* Task to complete *
Pull out each line below that contains the word "breast" and copy those lines unchanged.

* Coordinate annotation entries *

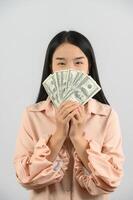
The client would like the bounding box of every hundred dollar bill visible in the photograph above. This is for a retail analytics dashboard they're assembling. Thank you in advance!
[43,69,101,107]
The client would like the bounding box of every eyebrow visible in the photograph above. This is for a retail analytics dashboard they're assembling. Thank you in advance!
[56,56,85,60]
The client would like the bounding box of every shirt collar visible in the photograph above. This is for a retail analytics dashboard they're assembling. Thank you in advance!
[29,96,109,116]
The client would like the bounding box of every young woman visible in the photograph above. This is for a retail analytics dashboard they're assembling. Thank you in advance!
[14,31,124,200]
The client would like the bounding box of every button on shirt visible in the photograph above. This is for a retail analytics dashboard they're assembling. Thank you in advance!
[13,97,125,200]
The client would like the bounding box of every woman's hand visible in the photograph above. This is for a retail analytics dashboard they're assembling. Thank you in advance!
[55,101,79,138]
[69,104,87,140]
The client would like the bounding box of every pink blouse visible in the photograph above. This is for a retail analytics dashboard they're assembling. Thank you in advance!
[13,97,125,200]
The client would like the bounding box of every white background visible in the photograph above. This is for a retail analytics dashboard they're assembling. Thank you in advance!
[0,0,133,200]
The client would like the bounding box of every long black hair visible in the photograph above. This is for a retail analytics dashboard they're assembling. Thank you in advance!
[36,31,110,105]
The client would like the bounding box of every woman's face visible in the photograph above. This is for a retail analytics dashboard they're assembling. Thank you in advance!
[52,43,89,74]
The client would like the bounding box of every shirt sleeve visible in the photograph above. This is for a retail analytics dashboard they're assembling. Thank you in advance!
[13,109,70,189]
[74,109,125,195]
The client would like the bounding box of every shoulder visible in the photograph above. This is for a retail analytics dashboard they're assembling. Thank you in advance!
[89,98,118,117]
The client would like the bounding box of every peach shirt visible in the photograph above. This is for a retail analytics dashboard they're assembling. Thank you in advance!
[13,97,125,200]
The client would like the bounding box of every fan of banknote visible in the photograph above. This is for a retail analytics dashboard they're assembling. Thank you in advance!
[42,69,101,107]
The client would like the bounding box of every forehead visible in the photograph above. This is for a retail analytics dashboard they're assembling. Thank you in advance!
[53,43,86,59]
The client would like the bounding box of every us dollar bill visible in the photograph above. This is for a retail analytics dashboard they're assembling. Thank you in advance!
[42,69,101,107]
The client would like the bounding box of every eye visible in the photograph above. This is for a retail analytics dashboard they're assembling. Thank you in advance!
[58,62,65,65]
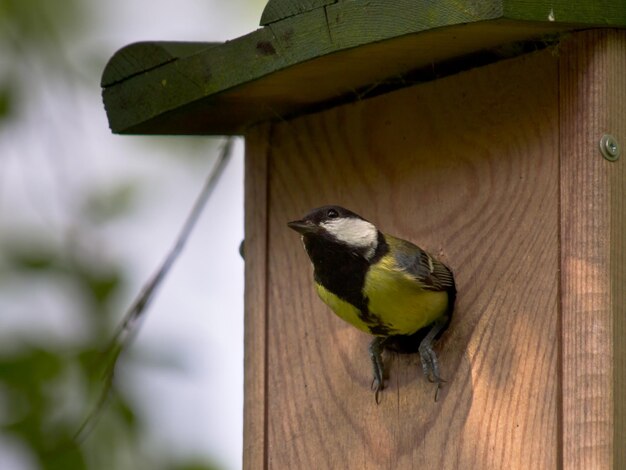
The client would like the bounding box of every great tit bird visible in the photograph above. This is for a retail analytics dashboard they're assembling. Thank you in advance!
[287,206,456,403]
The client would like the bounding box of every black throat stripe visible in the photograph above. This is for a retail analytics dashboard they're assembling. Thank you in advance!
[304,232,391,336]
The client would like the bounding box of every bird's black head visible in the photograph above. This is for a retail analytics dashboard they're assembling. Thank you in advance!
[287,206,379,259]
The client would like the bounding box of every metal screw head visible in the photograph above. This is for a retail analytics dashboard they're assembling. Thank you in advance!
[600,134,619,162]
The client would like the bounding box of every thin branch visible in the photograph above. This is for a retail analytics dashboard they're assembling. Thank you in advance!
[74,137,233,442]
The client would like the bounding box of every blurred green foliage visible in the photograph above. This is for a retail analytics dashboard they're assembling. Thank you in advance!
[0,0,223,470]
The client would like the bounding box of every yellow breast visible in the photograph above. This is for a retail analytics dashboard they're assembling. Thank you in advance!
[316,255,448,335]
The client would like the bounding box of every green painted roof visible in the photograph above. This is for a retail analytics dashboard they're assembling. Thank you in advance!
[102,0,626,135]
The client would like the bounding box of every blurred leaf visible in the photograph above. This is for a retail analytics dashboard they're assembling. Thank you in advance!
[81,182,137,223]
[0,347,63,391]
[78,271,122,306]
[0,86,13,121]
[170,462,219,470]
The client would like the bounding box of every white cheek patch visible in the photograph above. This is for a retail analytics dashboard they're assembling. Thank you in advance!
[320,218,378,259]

--

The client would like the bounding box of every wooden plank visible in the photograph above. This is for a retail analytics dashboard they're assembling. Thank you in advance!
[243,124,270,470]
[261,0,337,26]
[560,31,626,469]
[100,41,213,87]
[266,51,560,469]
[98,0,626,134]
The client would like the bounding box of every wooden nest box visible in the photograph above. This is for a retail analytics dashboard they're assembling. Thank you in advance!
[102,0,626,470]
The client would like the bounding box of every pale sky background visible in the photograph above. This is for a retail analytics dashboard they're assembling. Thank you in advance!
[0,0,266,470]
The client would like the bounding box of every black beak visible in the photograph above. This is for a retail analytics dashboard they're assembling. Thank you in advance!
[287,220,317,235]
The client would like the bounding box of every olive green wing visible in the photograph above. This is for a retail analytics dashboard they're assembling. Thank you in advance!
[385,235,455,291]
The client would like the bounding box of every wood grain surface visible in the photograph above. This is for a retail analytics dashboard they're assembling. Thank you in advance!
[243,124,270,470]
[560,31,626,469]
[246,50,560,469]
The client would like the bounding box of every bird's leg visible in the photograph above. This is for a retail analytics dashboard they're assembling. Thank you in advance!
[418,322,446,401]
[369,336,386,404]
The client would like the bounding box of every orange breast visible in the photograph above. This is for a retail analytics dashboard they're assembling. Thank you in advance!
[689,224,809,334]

--

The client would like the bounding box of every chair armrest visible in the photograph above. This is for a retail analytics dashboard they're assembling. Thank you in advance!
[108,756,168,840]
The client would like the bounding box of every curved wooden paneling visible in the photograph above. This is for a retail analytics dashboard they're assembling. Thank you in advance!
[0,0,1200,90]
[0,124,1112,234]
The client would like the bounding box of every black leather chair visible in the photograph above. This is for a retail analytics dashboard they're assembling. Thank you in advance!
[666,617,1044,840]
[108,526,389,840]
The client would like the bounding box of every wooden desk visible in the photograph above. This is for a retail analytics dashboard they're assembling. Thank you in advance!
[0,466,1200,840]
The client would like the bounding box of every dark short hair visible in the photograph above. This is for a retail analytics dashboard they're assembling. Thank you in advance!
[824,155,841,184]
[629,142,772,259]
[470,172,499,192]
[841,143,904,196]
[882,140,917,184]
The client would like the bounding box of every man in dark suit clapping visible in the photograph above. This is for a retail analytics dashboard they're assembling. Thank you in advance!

* Written answer *
The client would like the bounding box of every yellow breast visible in the photograph above. This is for a retail analytics dashboard they're assembling. Thank you in advance!
The client would like the bounding box of every orange breast visible in the photograph above. This is for a retail analytics dashboard they're assembling. Thank you in advance!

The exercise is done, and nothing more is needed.